→ Task statement:
Give again only what runs from the line with "pixel 219 67" to the final line of the entries below, exactly as written and without pictures.

→ Extracted data entries:

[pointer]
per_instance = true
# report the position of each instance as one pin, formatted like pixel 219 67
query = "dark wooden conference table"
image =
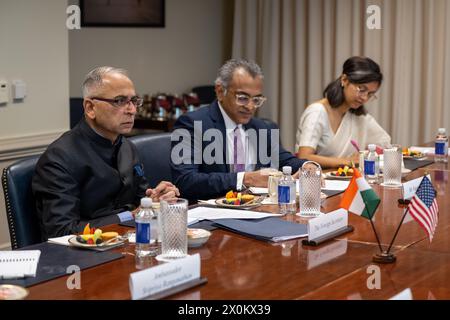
pixel 238 267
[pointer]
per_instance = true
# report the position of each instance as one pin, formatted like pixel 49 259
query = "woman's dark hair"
pixel 358 70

→ Solution to this problem:
# report the position of each instance as one pin, formatted like pixel 219 67
query = "dark wooden conference table"
image =
pixel 238 267
[pointer]
per_instance = true
# report the position of each instance as one pin, formatted like pixel 49 259
query = "woman's dark hair"
pixel 358 70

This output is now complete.